> _Exercise_
Return every line of the material below that contains the word "each".
-- Dataset excerpts start --
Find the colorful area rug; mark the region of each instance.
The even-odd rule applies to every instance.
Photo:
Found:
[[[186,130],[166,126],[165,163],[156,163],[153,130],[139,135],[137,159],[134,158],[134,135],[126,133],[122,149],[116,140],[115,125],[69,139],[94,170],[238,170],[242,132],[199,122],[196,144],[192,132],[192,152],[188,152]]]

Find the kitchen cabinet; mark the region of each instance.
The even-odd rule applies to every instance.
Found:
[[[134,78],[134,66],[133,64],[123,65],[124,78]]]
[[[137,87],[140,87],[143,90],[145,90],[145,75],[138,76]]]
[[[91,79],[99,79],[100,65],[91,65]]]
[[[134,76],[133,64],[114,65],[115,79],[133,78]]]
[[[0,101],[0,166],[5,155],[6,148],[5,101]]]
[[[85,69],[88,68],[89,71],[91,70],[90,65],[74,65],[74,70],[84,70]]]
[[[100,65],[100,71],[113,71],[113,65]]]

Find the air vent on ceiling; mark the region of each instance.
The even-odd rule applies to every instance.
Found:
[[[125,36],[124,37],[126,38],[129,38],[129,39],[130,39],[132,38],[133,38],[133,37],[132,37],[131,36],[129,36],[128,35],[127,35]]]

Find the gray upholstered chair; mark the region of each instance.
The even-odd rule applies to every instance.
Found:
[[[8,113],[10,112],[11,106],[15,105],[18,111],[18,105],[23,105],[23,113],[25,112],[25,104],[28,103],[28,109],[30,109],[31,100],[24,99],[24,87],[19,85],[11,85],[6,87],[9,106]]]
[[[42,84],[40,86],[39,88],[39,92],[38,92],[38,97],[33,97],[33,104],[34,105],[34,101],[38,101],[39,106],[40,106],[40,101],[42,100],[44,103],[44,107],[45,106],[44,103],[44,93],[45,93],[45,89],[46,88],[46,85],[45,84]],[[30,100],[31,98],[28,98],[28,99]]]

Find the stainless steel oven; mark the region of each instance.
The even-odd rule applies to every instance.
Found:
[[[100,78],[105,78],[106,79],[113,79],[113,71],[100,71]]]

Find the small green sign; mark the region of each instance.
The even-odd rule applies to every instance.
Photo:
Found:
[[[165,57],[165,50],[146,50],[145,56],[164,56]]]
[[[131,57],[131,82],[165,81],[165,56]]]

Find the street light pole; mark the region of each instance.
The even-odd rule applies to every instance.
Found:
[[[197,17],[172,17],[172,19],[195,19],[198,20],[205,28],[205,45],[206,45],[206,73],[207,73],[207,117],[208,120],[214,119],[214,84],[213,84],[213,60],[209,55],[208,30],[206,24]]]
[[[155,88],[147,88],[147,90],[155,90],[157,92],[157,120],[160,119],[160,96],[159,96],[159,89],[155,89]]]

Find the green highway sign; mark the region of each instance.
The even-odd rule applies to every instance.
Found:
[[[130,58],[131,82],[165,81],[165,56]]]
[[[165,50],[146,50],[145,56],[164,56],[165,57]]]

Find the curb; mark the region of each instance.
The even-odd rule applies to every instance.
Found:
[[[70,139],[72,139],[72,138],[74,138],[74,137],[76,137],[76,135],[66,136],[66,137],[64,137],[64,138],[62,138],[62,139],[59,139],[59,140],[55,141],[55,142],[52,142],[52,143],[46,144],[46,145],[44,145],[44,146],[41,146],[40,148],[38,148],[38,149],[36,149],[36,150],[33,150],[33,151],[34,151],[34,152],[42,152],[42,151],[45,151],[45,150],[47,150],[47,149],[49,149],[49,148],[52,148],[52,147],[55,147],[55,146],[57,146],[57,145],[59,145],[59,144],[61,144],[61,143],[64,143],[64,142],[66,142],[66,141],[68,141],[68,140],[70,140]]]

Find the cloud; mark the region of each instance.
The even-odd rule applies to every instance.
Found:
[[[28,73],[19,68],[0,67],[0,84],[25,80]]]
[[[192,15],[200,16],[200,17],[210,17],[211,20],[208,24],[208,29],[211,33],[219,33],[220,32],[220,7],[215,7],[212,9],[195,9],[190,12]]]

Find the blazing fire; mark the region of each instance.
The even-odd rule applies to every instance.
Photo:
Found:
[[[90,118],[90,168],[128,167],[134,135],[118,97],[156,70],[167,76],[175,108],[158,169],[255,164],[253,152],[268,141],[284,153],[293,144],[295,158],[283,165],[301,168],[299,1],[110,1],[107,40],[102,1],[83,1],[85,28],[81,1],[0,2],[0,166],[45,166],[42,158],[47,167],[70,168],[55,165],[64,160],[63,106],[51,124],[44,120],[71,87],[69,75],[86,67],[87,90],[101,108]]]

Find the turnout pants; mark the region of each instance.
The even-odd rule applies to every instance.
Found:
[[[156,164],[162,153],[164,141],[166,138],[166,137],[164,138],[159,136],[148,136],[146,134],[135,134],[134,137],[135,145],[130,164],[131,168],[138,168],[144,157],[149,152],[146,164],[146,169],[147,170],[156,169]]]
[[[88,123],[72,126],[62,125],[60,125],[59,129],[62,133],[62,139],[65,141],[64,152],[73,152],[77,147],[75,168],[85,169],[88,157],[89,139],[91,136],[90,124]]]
-- Dataset excerpts end --
> _Full output_
Find the colorful area rug; mark the region of each instance.
Find the kitchen cabinet; mark the region of each instance.
Find the air vent on ceiling; mark the region of each instance.
Find the gray upholstered chair; mark the region of each instance.
Find the stainless steel oven; mark the region of each instance.
Find the small green sign; mark the region of each instance.
Find the street light pole; mark the region of each instance.
Find the green highway sign; mark the region of each instance.
Find the curb; mark the region of each instance.
Find the cloud; mark the region of each instance.
Find the blazing fire; mark the region of each instance.
Find the turnout pants; mark the region of each instance.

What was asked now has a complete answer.